> _WORK REQUIRED_
Output all of the following data as a Markdown table with two columns, "Row" for the row number and "Text" for the line, leaving out any blank lines.

> _RECORDS FOR THIS TASK_

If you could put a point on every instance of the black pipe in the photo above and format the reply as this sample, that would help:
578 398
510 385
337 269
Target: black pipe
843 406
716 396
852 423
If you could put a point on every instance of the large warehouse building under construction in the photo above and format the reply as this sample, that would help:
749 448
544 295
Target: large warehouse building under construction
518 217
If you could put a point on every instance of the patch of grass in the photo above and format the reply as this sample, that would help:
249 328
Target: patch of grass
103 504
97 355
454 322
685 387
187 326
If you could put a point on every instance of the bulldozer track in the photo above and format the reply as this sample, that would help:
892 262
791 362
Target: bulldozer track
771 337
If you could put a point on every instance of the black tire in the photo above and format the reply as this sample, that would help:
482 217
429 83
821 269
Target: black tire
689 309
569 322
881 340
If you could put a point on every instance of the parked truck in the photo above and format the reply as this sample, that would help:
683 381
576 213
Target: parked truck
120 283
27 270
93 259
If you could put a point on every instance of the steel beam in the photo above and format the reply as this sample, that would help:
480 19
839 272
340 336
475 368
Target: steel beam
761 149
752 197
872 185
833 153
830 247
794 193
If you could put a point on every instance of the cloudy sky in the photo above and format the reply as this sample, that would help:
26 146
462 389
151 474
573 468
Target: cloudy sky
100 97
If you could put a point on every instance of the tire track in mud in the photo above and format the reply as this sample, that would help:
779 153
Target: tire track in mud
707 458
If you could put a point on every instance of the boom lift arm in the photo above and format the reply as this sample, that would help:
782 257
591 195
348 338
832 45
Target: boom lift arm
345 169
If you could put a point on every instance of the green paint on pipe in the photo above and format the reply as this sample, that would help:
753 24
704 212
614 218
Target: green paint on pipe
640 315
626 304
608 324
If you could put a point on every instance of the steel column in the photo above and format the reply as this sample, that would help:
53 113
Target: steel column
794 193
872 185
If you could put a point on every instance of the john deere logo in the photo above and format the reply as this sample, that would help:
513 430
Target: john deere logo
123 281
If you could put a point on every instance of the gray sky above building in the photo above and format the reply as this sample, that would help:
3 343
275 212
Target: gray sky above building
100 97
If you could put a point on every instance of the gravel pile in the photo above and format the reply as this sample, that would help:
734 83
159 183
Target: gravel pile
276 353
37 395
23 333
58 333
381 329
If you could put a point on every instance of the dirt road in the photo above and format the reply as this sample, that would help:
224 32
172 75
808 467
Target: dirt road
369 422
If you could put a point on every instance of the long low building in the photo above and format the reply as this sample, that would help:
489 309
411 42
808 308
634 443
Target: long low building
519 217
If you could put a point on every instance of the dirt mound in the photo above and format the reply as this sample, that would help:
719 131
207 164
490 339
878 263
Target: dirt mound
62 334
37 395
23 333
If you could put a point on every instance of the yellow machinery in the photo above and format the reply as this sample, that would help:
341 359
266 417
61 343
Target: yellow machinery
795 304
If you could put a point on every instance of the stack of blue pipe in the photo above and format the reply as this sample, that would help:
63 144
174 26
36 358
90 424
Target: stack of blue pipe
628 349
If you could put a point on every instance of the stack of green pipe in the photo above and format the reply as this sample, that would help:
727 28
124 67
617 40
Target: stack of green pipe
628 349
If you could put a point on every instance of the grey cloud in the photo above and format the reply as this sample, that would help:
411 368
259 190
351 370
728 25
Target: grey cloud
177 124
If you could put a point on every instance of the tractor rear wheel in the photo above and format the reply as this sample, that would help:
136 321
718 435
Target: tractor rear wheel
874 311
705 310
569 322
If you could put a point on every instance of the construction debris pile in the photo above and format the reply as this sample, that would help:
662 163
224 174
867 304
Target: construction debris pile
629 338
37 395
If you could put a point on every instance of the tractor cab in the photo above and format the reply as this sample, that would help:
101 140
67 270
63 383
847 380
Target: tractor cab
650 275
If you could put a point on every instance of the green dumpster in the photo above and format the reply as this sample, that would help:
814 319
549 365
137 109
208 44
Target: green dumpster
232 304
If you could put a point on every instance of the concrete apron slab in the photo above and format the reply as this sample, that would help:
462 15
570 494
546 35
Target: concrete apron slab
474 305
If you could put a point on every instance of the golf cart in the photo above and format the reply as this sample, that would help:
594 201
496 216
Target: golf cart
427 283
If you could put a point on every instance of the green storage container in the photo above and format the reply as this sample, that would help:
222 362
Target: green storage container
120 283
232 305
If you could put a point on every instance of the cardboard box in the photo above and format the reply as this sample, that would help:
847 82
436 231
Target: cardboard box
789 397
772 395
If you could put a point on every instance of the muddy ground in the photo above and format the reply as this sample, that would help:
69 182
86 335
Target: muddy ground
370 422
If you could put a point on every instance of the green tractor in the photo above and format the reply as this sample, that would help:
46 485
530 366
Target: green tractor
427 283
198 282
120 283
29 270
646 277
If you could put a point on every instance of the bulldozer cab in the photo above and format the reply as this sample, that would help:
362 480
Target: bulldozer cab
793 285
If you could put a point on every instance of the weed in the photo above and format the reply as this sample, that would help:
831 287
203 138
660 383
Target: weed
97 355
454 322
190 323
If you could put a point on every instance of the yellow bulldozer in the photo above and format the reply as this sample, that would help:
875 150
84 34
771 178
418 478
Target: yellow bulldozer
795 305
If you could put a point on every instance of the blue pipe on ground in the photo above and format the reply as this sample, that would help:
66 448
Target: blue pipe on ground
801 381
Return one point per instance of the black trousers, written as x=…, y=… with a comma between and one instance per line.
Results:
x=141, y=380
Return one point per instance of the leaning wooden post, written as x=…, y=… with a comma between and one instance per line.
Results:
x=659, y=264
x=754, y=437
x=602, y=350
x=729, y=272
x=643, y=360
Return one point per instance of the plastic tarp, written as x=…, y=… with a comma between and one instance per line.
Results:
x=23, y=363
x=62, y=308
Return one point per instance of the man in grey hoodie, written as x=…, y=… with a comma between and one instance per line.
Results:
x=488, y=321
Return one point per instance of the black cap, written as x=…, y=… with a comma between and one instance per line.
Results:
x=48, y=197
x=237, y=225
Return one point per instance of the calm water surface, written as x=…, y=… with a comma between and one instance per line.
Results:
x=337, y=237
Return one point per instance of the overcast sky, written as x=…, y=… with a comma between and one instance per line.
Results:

> _FINISHED TASK_
| Row | Text |
|---|---|
| 1 | If you could put a point on every instance of the black pipe in the photo above and format the reply as this sample, that would help: |
| 2 | 578 398 |
| 3 | 510 385 |
| 4 | 337 269 |
| 5 | Target: black pipe |
| 6 | 843 406 |
| 7 | 716 396 |
| 8 | 852 423 |
| 9 | If you could put a point on every instance of the large warehouse building under construction in the photo above and format the reply as this sample, that would help: |
| 10 | 749 448 |
| 11 | 544 295 |
| 12 | Target: large warehouse building under construction |
| 13 | 518 217 |
| 14 | If you could put a point on every instance of the patch of grass in the photo above and format the reply as this sample, that would help: |
| 15 | 249 328 |
| 16 | Target: patch of grass |
| 17 | 103 504 |
| 18 | 97 355 |
| 19 | 454 322 |
| 20 | 685 387 |
| 21 | 187 326 |
| 22 | If you could put a point on every instance of the bulldozer track in the photo above and format the reply as this sample, that would help: |
| 23 | 892 262 |
| 24 | 791 362 |
| 25 | Target: bulldozer track |
| 26 | 771 337 |
| 27 | If you could put a point on every instance of the black tire in the photo above and format the reply as this sample, that would help: |
| 28 | 482 217 |
| 29 | 429 83 |
| 30 | 821 269 |
| 31 | Target: black tire |
| 32 | 689 309 |
| 33 | 569 322 |
| 34 | 881 340 |
| 35 | If you could put a point on every instance of the parked truck in the photo above and format the reply as this sample, that would help: |
| 36 | 683 381 |
| 37 | 576 213 |
| 38 | Target: parked truck |
| 39 | 120 283 |
| 40 | 27 270 |
| 41 | 93 259 |
| 42 | If you could put a point on every instance of the steel beam in the photo above and format the reply as this sample, that would help: |
| 43 | 480 19 |
| 44 | 839 272 |
| 45 | 340 336 |
| 46 | 475 368 |
| 47 | Target: steel beam |
| 48 | 761 149 |
| 49 | 752 197 |
| 50 | 872 185 |
| 51 | 833 153 |
| 52 | 830 247 |
| 53 | 794 193 |
| 54 | If you could put a point on every instance of the cloudy sky in the photo above and format the reply as this sample, that would help: |
| 55 | 26 146 |
| 56 | 462 389 |
| 57 | 151 474 |
| 58 | 573 468 |
| 59 | Target: cloudy sky |
| 60 | 100 97 |
| 61 | If you could put a point on every instance of the tire track in mud in the photo above and format the reply as this sample, that would help: |
| 62 | 779 153 |
| 63 | Target: tire track in mud |
| 64 | 707 458 |
| 65 | If you could put a point on every instance of the boom lift arm in the photo above and format the reply as this sample, that would help: |
| 66 | 782 257 |
| 67 | 591 195 |
| 68 | 348 338 |
| 69 | 832 45 |
| 70 | Target: boom lift arm |
| 71 | 345 169 |
| 72 | If you could put a point on every instance of the green paint on pipe in the photo above and format the reply as this sample, that would help: |
| 73 | 753 24 |
| 74 | 704 212 |
| 75 | 614 218 |
| 76 | Target: green paint on pipe |
| 77 | 640 315 |
| 78 | 626 304 |
| 79 | 608 324 |
| 80 | If you could put a point on every instance of the steel column in the photo above and format the reply as this sample, that would help: |
| 81 | 53 113 |
| 82 | Target: steel column |
| 83 | 794 193 |
| 84 | 872 185 |
| 85 | If you could put a point on every instance of the john deere logo in the photo above and format the reply as this sample, that would help: |
| 86 | 513 430 |
| 87 | Target: john deere logo |
| 88 | 123 281 |
| 89 | If you could put a point on every instance of the gray sky above building in the photo above and format the reply as this sample, that would help: |
| 90 | 3 343 |
| 91 | 275 212 |
| 92 | Target: gray sky above building |
| 93 | 100 97 |
| 94 | If you could put a point on every instance of the gravel pile in the photo above and format the reply as this sample, that would help: |
| 95 | 734 83 |
| 96 | 159 183 |
| 97 | Target: gravel pile |
| 98 | 276 353 |
| 99 | 37 395 |
| 100 | 23 333 |
| 101 | 58 333 |
| 102 | 381 329 |
| 103 | If you could put a point on every instance of the dirt road in the photo above and format the reply as this sample, that would help: |
| 104 | 224 32 |
| 105 | 172 75 |
| 106 | 808 467 |
| 107 | Target: dirt road |
| 108 | 369 422 |
| 109 | If you could put a point on every instance of the long low building in the photo above and format the reply as this sample, that would help: |
| 110 | 489 309 |
| 111 | 411 42 |
| 112 | 808 308 |
| 113 | 634 443 |
| 114 | Target: long low building |
| 115 | 519 217 |
| 116 | If you could put a point on every instance of the dirt mound in the photo above and format the reply as this sample, that would help: |
| 117 | 719 131 |
| 118 | 207 164 |
| 119 | 490 339 |
| 120 | 878 263 |
| 121 | Target: dirt mound |
| 122 | 62 334 |
| 123 | 37 395 |
| 124 | 23 333 |
| 125 | If you could put a point on every instance of the yellow machinery in the photo above and format the reply as this sample, that would help: |
| 126 | 341 359 |
| 127 | 266 417 |
| 128 | 61 343 |
| 129 | Target: yellow machinery |
| 130 | 795 304 |
| 131 | If you could put a point on every instance of the stack of blue pipe in the photo above and format the reply as this sample, that would help: |
| 132 | 63 144 |
| 133 | 174 26 |
| 134 | 36 358 |
| 135 | 90 424 |
| 136 | Target: stack of blue pipe |
| 137 | 628 349 |
| 138 | If you could put a point on every instance of the stack of green pipe in the photo above and format the reply as this sample, that would help: |
| 139 | 727 28 |
| 140 | 124 67 |
| 141 | 617 40 |
| 142 | Target: stack of green pipe |
| 143 | 628 349 |
| 144 | If you could put a point on every instance of the grey cloud in the photo above and format the reply as this sample, that would help: |
| 145 | 411 368 |
| 146 | 259 190 |
| 147 | 351 370 |
| 148 | 728 25 |
| 149 | Target: grey cloud |
| 150 | 177 124 |
| 151 | If you could put a point on every instance of the tractor rear wheel in the photo above and format the reply as this sample, that would help: |
| 152 | 136 321 |
| 153 | 718 435 |
| 154 | Target: tractor rear wheel |
| 155 | 874 311 |
| 156 | 705 310 |
| 157 | 569 322 |
| 158 | If you could put a point on every instance of the construction debris pile in the photo above and format the reply as this sample, that would help: |
| 159 | 662 163 |
| 160 | 224 174 |
| 161 | 867 304 |
| 162 | Target: construction debris pile |
| 163 | 629 338 |
| 164 | 37 395 |
| 165 | If you could put a point on every instance of the tractor cab in the photo above and format the reply as this sample, that would help: |
| 166 | 101 140 |
| 167 | 67 270 |
| 168 | 63 383 |
| 169 | 847 380 |
| 170 | Target: tractor cab |
| 171 | 650 275 |
| 172 | If you could put a point on every instance of the green dumpster in the photo above and format the reply as this sample, that would help: |
| 173 | 814 319 |
| 174 | 549 365 |
| 175 | 137 109 |
| 176 | 208 44 |
| 177 | Target: green dumpster |
| 178 | 232 304 |
| 179 | If you could put a point on every instance of the concrete apron slab in the photo above and format the reply as this sample, that would help: |
| 180 | 462 15 |
| 181 | 570 494 |
| 182 | 546 35 |
| 183 | Target: concrete apron slab |
| 184 | 474 305 |
| 185 | If you could put a point on every instance of the golf cart in the photo above and format the reply as this sample, that would help: |
| 186 | 594 201 |
| 187 | 496 216 |
| 188 | Target: golf cart |
| 189 | 427 283 |
| 190 | If you could put a point on every instance of the green storage container in the photo above and format the reply as this sample, that would help: |
| 191 | 222 362 |
| 192 | Target: green storage container |
| 193 | 120 283 |
| 194 | 232 305 |
| 195 | If you could put a point on every instance of the cardboard box in the photo above and format the reply as this sample, that would help: |
| 196 | 847 82 |
| 197 | 436 231 |
| 198 | Target: cardboard box |
| 199 | 789 397 |
| 200 | 772 395 |
| 201 | If you could put a point on every instance of the muddy ground in the photo above and format the reply as this sample, that would help: |
| 202 | 69 182 |
| 203 | 86 335 |
| 204 | Target: muddy ground |
| 205 | 370 422 |
| 206 | If you could put a point on every instance of the green tractor in the photo above and format the reply as this sample, that would help: |
| 207 | 46 485 |
| 208 | 530 366 |
| 209 | Target: green tractor |
| 210 | 427 283 |
| 211 | 198 282 |
| 212 | 120 283 |
| 213 | 29 270 |
| 214 | 646 277 |
| 215 | If you could put a point on every instance of the bulldozer cab in the photo above and format the reply as this sample, that would help: |
| 216 | 362 480 |
| 217 | Target: bulldozer cab |
| 218 | 793 285 |
| 219 | If you could put a point on every instance of the weed in the photo above and format the reply as this sample, that would help: |
| 220 | 831 287 |
| 221 | 203 138 |
| 222 | 660 383 |
| 223 | Target: weed |
| 224 | 97 355 |
| 225 | 454 322 |
| 226 | 190 323 |
| 227 | If you could put a point on every instance of the yellow bulldozer in the photo above and format the reply as this sample, that would help: |
| 228 | 875 150 |
| 229 | 84 34 |
| 230 | 771 178 |
| 231 | 418 478 |
| 232 | Target: yellow bulldozer |
| 233 | 795 305 |
| 234 | If you could put a point on every instance of the blue pipe on ground in the photo above and format the reply as this sample, that would help: |
| 235 | 66 448 |
| 236 | Target: blue pipe on ground |
| 237 | 801 381 |
| 238 | Return one point per instance of the black trousers, written as x=…, y=… with a comma between and one instance per line. |
| 239 | Results: |
| 240 | x=141, y=380 |
| 241 | Return one point per instance of the leaning wooden post, written as x=…, y=… with a comma between and one instance per line. |
| 242 | Results: |
| 243 | x=659, y=264 |
| 244 | x=754, y=437 |
| 245 | x=602, y=350 |
| 246 | x=729, y=272 |
| 247 | x=643, y=360 |
| 248 | Return one point per instance of the plastic tarp, written as x=…, y=… with a comma between and one instance per line. |
| 249 | Results: |
| 250 | x=23, y=363 |
| 251 | x=62, y=308 |
| 252 | Return one point per instance of the man in grey hoodie, written as x=…, y=… with a comma between and one instance per line. |
| 253 | Results: |
| 254 | x=488, y=321 |
| 255 | Return one point per instance of the black cap, written as x=…, y=… with a comma between and one instance per line. |
| 256 | Results: |
| 257 | x=48, y=197 |
| 258 | x=237, y=225 |
| 259 | Return one point per instance of the calm water surface, written as x=…, y=… with a comma between and one instance per line. |
| 260 | Results: |
| 261 | x=337, y=237 |
| 262 | Return one point per instance of the overcast sky, written as x=…, y=… with a comma between and one instance per line. |
| 263 | Results: |